ACTIVITY -
All of the data should be reproduced word for word, though its pictures must be omitted.

PROVIDED MATERIAL -
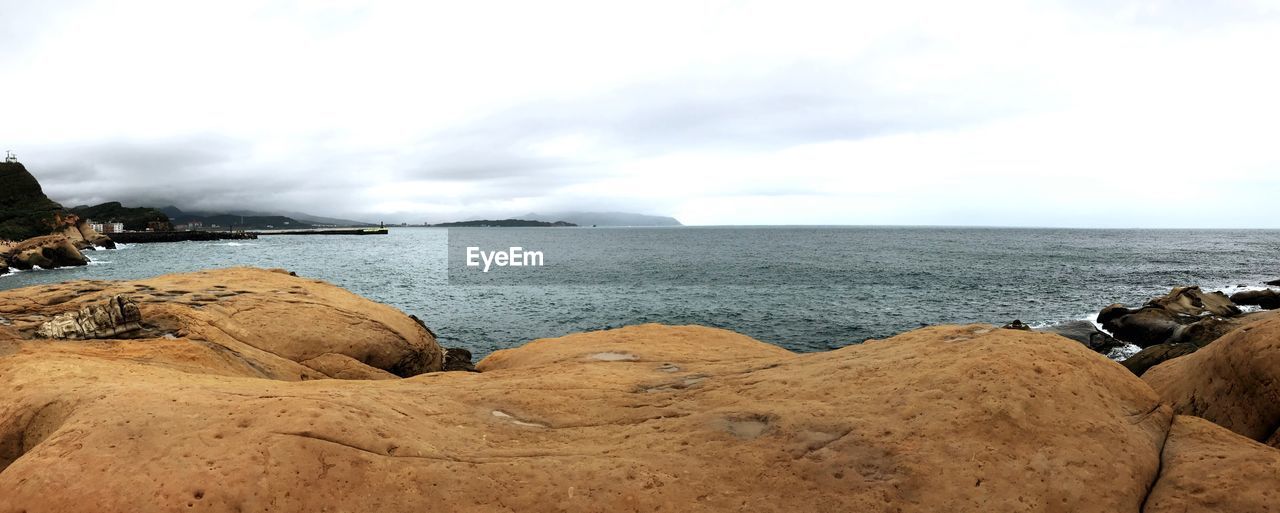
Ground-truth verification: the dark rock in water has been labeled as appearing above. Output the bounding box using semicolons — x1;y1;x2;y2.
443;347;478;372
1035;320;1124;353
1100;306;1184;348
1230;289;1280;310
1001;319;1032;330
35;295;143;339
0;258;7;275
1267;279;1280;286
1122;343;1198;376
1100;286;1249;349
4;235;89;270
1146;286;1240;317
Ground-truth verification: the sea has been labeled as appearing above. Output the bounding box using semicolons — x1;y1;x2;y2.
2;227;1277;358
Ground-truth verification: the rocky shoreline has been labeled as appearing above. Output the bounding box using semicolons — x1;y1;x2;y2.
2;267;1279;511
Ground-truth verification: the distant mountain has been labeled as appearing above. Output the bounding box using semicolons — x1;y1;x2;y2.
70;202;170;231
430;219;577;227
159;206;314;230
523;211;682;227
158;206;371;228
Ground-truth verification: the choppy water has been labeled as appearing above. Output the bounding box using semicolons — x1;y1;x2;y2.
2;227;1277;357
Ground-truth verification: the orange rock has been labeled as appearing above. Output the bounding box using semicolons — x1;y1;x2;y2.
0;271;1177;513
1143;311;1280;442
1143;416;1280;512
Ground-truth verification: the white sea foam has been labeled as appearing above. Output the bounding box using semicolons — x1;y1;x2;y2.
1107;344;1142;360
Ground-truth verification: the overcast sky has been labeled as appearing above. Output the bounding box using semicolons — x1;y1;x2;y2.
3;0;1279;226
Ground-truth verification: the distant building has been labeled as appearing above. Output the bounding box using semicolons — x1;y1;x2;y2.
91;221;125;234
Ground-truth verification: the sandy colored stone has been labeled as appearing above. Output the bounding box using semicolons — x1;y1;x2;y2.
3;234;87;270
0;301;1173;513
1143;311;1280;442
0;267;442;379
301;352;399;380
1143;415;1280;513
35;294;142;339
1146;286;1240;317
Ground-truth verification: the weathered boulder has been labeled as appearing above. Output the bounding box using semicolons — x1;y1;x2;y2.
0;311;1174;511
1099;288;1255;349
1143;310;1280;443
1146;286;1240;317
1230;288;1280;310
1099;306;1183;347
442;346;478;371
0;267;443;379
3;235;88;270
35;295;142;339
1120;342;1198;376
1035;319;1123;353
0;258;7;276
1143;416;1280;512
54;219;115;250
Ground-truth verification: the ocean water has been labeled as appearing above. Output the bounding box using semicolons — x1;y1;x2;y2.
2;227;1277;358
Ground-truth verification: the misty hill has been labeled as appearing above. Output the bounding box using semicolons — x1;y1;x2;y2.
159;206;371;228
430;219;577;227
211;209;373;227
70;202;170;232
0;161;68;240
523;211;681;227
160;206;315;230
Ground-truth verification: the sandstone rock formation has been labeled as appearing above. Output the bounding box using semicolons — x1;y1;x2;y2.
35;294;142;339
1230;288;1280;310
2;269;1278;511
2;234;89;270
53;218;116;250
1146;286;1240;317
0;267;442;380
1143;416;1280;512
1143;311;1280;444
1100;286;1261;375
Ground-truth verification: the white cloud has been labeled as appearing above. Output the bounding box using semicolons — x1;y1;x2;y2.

RESPONSE TO THIS TASK -
Ground-truth verification: the dark rock in water has been labeled as appearing above. Output the bounding box using semicolons — x1;y1;x2;y2.
443;347;478;372
1035;320;1124;353
1100;306;1184;348
1230;289;1280;310
1001;319;1032;330
35;295;143;339
0;258;7;275
1267;279;1280;286
1122;343;1198;376
1100;286;1249;349
4;235;89;270
1146;286;1240;317
Ground-truth verification: the sea has been labeled as appearing above. Output the bounding box using semicolons — x1;y1;x2;y2.
2;227;1277;358
Ground-truth verification: the rocky shoreline has been labeled as appearing above. Output the bounding box using semicolons — x1;y1;x2;y2.
2;267;1279;511
Ground-truth verification: the distant mountain has been labeled as appearing above. Output the bounding box using semicolons — x1;y1;x2;y2.
70;202;170;231
430;219;577;227
159;206;314;230
523;211;682;227
158;206;371;228
Ground-truth verification: the choppy water has been labeled as appearing above. Output the bounding box using semicolons — x1;y1;x2;y2.
2;227;1277;357
Ground-truth verification: the orange rock has been labeled as appearing above. Output the bounding box using semicolons — x1;y1;x2;y2.
0;271;1177;513
1143;311;1280;442
1143;416;1280;512
Ground-truth verification: the white sea foam has been labeled as appearing above. Output the bounding box using semicolons — x1;y1;x2;y2.
1107;344;1142;360
Ground-truth verification: the overcast sky has been labeled as appearing above. Output the bounding box using semicolons — x1;y1;x2;y2.
3;0;1279;226
Ground-truth verification: the distant building has been labeled as appearing above. Output the bounding box using semicolons — x1;y1;x2;y2.
91;221;125;234
Ground-truth verification: the sandy colored stone has been labeled as appearing above. Output the bounding box using semicolons — x1;y1;x2;y2.
3;234;87;270
0;301;1173;513
1143;311;1280;442
0;267;442;379
301;352;399;380
1143;415;1280;513
35;294;142;339
1146;286;1240;317
Ground-truth verification: the weathered boulder has been labeled as appearing above. Output the bounding box using semicolons — x1;y1;x2;y2.
0;311;1174;511
1099;288;1255;349
1143;310;1280;443
1146;286;1240;317
1230;288;1280;310
1099;306;1183;347
442;346;478;371
0;267;443;379
3;235;88;270
35;295;142;339
1120;342;1198;376
1035;319;1123;353
0;258;7;276
1143;416;1280;512
54;219;115;250
Ground-truth verification: the ocean water has been labeled as appearing above. Output the bounding box using semicolons — x1;y1;x2;y2.
2;227;1277;358
Ground-truth verification: the misty hill has been labeled as appearing above. Output the bounding box using semicolons — x1;y1;x2;y2.
159;206;371;228
430;219;577;227
211;209;373;227
70;202;170;232
0;161;68;240
523;211;681;227
160;206;315;230
Ground-truth verification: the sandstone rock formation has been labeled as appearing above. Output the bounding box using semicolons — x1;y1;x2;y2.
35;294;142;339
1230;288;1280;310
2;269;1278;511
2;234;89;270
53;218;116;250
1146;286;1240;317
0;267;442;380
1143;416;1280;512
1143;311;1280;444
1100;286;1261;375
Ground-truth verification: the white cloud has been labeled as appearing above. Output the bounding box using semicolons — x1;y1;x2;y2.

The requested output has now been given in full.